Short task A:
From the passage on Assumption Abbey, write out everything from "filmed in a" down to "around 7:30 p.m.".
Short task B:
According to the passage on Assumption Abbey, where was the movie Into Great Silence filmed?

Passage:

Some forty years ago, we at Assumption Abbey promoted our place with the

slogan, “Listen to the quiet.” Although our locale is not untouched by the North

Dakota oil boom, what was said forty years ago still holds true: Visitors to our

monastery may readily appreciate that invitation, “Listen to the quiet.” We are

just outside the “city” limits of Richardton. The hum of highway traffic passing

by, or of lawn mowers or snow blowers, will sometimes compete with the song

of the doves, the nighttime serenade of coyotes and the sigh of our prairie

winds.

Monastic silence was made the theme of the movie, Into Great Silence (2005),

filmed in a Carthusian monastery in the French Alps. But the silence of interest

here is more the inner silence of a listening heart. We at Assumption Abbey

keep the traditional monastic “great silence” (though not so strictly as portrayed

popularly in movies). From the conclusion of Evening Prayer around 7:30 p.m.

Entries provided:
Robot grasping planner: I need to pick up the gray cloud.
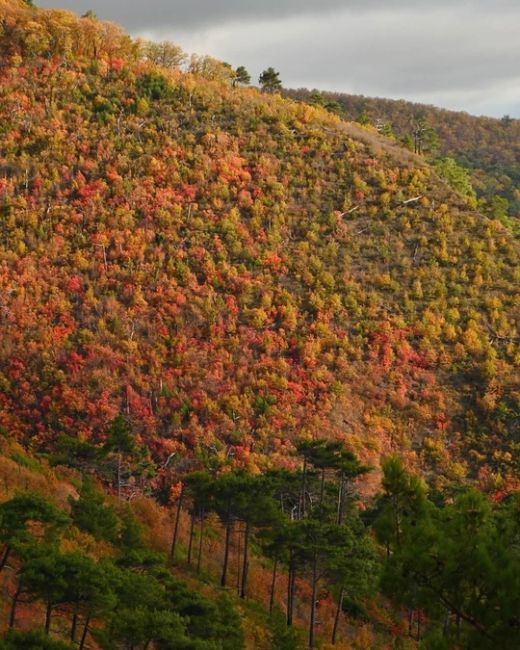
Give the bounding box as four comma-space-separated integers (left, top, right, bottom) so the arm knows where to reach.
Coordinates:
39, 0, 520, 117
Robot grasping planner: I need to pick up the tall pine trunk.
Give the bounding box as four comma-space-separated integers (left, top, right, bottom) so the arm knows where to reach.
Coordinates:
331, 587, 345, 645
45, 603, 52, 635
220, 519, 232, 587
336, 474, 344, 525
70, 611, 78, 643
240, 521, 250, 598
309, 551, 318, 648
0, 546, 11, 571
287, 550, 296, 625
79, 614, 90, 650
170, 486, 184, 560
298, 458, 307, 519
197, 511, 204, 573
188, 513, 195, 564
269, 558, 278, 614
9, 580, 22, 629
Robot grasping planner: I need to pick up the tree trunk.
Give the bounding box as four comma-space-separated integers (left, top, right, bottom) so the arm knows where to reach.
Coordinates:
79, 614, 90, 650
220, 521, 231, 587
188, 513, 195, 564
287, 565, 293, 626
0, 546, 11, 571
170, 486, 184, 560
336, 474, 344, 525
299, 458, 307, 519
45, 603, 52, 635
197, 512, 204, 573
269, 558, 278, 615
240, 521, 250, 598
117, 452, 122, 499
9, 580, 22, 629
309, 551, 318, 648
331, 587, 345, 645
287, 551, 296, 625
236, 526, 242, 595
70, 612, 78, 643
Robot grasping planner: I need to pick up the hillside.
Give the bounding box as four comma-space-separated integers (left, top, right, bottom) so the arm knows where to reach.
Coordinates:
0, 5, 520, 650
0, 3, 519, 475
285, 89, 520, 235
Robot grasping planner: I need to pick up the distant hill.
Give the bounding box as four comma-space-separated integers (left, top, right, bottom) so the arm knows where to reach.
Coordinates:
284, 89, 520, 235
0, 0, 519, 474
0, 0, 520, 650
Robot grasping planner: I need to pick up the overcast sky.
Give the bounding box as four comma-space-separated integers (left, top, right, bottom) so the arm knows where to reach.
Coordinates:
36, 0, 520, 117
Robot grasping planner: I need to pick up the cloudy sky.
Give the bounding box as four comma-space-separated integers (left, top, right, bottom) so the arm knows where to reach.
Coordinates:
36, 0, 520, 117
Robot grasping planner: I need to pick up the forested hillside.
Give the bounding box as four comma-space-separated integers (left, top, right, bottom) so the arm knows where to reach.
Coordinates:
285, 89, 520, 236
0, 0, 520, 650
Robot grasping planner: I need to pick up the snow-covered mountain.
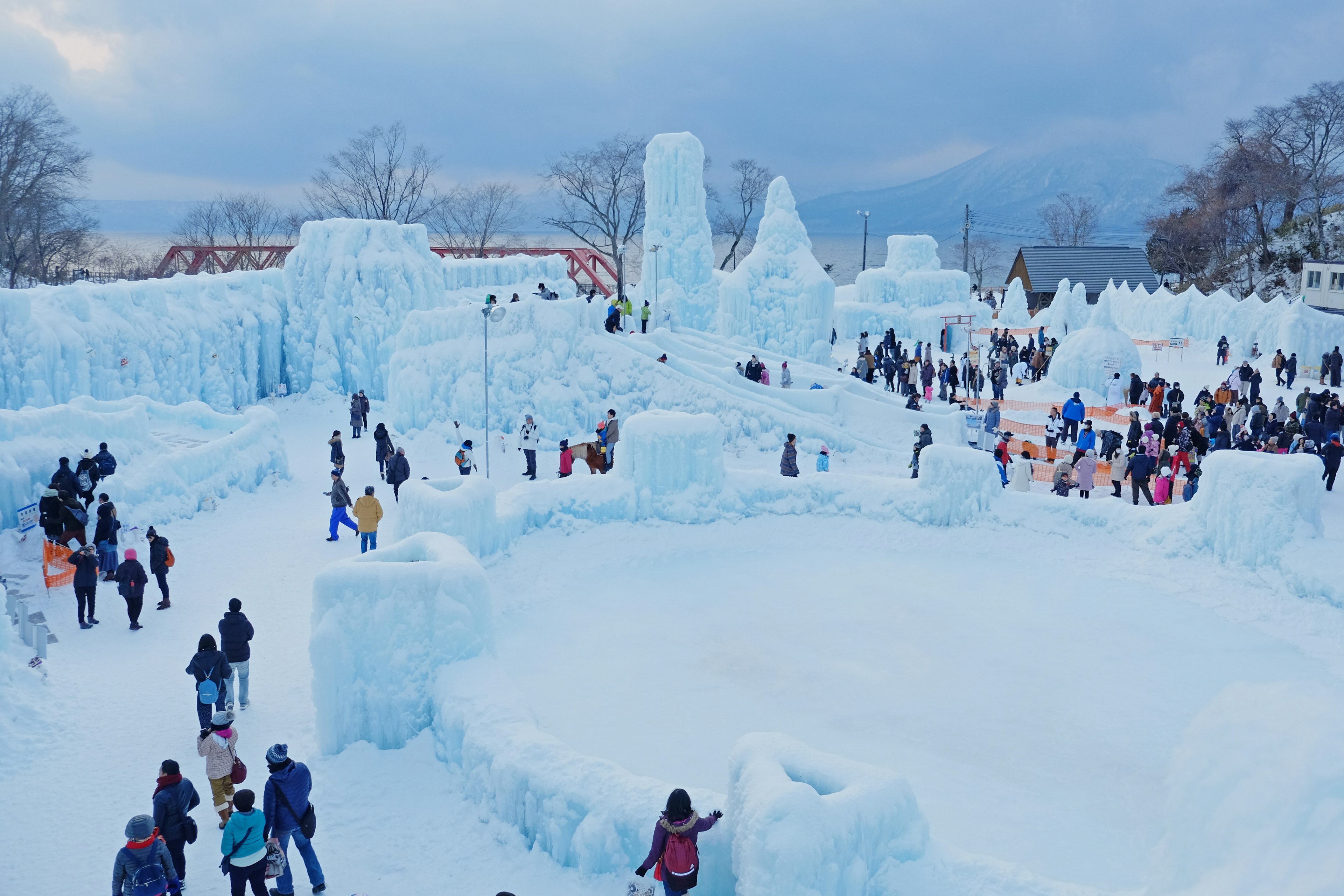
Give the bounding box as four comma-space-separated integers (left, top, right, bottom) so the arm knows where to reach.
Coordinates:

Correct response A:
filmed in a Carthusian monastery in the French Alps. But the silence of interest

here is more the inner silence of a listening heart. We at Assumption Abbey

keep the traditional monastic “great silence” (though not so strictly as portrayed

popularly in movies). From the conclusion of Evening Prayer around 7:30 p.m.

Correct response B:
In a Carthusian monastery in the French Alps.